## Task instructions
Keeping each word and mark in place, write out the full listing once more.
--------------------------------------------------
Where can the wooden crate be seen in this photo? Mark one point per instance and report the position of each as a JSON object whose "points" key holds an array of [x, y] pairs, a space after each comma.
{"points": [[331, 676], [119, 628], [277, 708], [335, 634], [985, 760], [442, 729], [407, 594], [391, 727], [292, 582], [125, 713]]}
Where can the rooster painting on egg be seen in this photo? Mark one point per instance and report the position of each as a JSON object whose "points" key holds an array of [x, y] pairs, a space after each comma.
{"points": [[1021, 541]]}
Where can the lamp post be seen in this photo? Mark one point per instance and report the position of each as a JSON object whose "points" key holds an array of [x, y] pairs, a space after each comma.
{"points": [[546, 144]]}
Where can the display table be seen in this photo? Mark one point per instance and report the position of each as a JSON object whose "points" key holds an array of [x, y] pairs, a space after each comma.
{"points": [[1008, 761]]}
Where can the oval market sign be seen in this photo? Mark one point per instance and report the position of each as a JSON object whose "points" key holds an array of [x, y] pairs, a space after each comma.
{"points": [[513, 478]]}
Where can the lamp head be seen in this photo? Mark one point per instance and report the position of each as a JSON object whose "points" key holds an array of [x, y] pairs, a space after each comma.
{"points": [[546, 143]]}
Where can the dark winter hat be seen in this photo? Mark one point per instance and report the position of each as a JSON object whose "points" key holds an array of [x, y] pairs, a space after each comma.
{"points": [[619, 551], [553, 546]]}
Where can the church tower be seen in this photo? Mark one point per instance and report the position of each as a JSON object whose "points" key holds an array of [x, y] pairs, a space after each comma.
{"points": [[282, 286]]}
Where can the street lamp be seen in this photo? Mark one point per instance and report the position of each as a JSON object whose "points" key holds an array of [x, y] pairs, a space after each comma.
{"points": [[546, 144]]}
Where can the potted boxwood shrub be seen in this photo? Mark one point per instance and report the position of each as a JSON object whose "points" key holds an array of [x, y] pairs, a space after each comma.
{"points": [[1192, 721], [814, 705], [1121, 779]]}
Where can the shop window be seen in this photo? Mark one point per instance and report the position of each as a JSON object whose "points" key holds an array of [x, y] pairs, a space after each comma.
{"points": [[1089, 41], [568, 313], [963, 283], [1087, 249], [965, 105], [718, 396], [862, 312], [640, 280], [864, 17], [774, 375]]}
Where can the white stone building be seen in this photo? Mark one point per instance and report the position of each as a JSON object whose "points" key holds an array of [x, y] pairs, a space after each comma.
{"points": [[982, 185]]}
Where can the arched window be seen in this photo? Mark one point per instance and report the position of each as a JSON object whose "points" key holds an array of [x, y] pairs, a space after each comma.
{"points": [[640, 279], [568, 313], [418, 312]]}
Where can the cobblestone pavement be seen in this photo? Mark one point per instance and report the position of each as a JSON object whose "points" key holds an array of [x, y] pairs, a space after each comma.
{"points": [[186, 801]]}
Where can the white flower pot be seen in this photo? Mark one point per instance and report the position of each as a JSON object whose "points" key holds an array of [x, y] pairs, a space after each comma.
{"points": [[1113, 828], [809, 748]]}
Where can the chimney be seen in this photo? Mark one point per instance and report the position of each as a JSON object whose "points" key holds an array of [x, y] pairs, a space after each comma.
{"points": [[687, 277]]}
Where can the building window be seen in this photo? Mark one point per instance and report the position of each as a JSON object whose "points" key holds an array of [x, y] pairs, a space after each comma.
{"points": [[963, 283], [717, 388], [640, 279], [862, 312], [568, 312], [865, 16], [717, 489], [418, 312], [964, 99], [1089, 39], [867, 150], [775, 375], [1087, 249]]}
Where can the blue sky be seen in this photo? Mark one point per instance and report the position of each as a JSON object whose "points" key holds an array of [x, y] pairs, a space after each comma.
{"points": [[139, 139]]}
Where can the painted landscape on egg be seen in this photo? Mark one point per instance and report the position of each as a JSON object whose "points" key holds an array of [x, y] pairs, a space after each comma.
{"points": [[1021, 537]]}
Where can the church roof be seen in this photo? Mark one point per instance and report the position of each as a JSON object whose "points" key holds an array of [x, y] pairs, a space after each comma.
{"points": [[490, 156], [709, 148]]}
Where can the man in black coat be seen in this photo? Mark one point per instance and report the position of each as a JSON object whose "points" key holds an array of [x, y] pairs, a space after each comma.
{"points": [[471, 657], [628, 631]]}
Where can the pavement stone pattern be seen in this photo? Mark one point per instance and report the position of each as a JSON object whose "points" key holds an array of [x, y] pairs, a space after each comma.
--------------------------------------------------
## Answer below
Where can the wooden crate be seen in this photo? Mark one point per instance and report the position of each as a JSON object whose "points" key holds an array of [x, y] pairs, a space after each comma.
{"points": [[331, 676], [119, 628], [277, 708], [335, 634], [985, 760], [442, 729], [407, 594], [391, 727], [292, 582], [125, 713]]}
Where can the rooster painting on egg be seen in this photo? Mark one point per instance and report the position of each as a JSON object whose "points" key holds an array of [x, y] pairs, a space after each comma.
{"points": [[1021, 541]]}
Where can the lamp post be seen in this photo? Mark one point per instance and report the position of each as a JSON object whose "points" key holds an array of [x, y] pairs, a space after each comma.
{"points": [[546, 144]]}
Where can the display table be seen in this photo? Mark one point per instance and report the position of each as a JSON object whose "points" key holds an array of [x, y] pairs, a space after each comma.
{"points": [[1008, 761]]}
Where can the oval market sign be seen in this photo? Mark one point per instance and report the position of each as a JSON object whose "points" key holds an array of [x, y] pairs, a space after each comma.
{"points": [[513, 478]]}
Where can the lamp head be seen in this photo? Mark one point per instance and report the position of each as a JSON object whose "points" key holds an array of [x, y] pairs, a space after each comma.
{"points": [[546, 143]]}
Where can the dark winter hat be seen in this photo? Mark one point per instance and report the position of each as a JSON object whose "points" key holds an array of [x, y] pairs, a space after each comma.
{"points": [[619, 551], [553, 546]]}
Where can the church tower be seen in this photo? Mark one point per instance and report the position of each as a JSON object whose "points" key holds an array of [x, y] pairs, a space after each comma.
{"points": [[282, 286]]}
Where can the street lamp be seen in this photo? Mark one point per instance and report the position of each as a JSON object whose "points" key holds an array of [x, y] pairs, a space after each comma.
{"points": [[546, 144]]}
Where can the potted boxwood shrub be seen in this photo? Mark one point per instance and report the position of each as a JSON object whose "points" key holds an array of [x, y] pairs, a space after each comma.
{"points": [[1192, 721], [814, 705], [1121, 779]]}
Where can the shop window be seen in this photo? Mark one point per instance and report the position of each as a JSON object whose "points" key holds an array of [x, y] pairs, a space after each comma.
{"points": [[1089, 41], [568, 313], [963, 283], [1087, 249], [965, 105], [718, 396], [862, 312], [640, 280], [864, 17], [774, 375]]}
Where can the white stone building be seen in this photo? Mark one point per instance and report the position of each as a JSON object whose "points" key holds an array of [x, y] pairs, a space after each comma.
{"points": [[982, 185]]}
Where can the arched window be seen in this photo? Mark one point per instance and report the position of each as a JSON object whose "points" key holds an array of [x, y] pairs, a space after each comma.
{"points": [[640, 279], [568, 313], [418, 312]]}
Where can the cobblestone pavement be seen in this photo? Mark one point per instance and report the position of each as a JSON object whose "points" key holds an array of [x, y] pairs, a space after each comma.
{"points": [[186, 801]]}
Where can the white flower pot be seen in this photo? Mark one point per instance and report the position of each as a JSON object whose "points" key holds an array of [x, y] pairs, a space after each comma.
{"points": [[1113, 828], [809, 748]]}
Where can the chimney be seen in this photo? Mark one point per instance and report the position of each as a JSON object whose "points" key holds an array of [x, y] pairs, a space after each comma.
{"points": [[687, 277]]}
Where can the building window be seen in this photo? Mark one point per instance and report the position of each as a JSON object whose "points" key holds an array of [x, y] pairs, a space after each comma.
{"points": [[963, 283], [717, 388], [640, 279], [862, 312], [568, 312], [865, 16], [717, 489], [418, 312], [964, 99], [1089, 39], [867, 150], [775, 375], [1087, 249]]}
Where can the blue sky be seen in this photo? Mark one point per instance and report the position of each as a JSON object whose "points" key holds an array of [x, y] pairs, a space after each comma.
{"points": [[139, 139]]}
Where can the painted landscape on egg be seen in this photo? Mark one point per instance and report the position of each as a JSON object whose "points" key holds an array of [x, y] pairs, a space after each comma.
{"points": [[1021, 537]]}
Where can the church roof be seen in this photo? Mark one point per instance and report the position of each as a JSON object whose "points" key holds an array of [x, y] pairs, a space after each comma.
{"points": [[490, 156], [709, 148]]}
Where can the man in black coat be seen in this photo? Mark one point per instance and report the position of each as a JSON object whose "points" key holds an array of [x, y] pairs, a space after each comma.
{"points": [[471, 657], [628, 631]]}
Where can the pavement stone pattern be seen in this photo? Mark one point per instance and report the position of each as a JSON object whose "points" key holds an array of [x, y] pairs, a space after each comma.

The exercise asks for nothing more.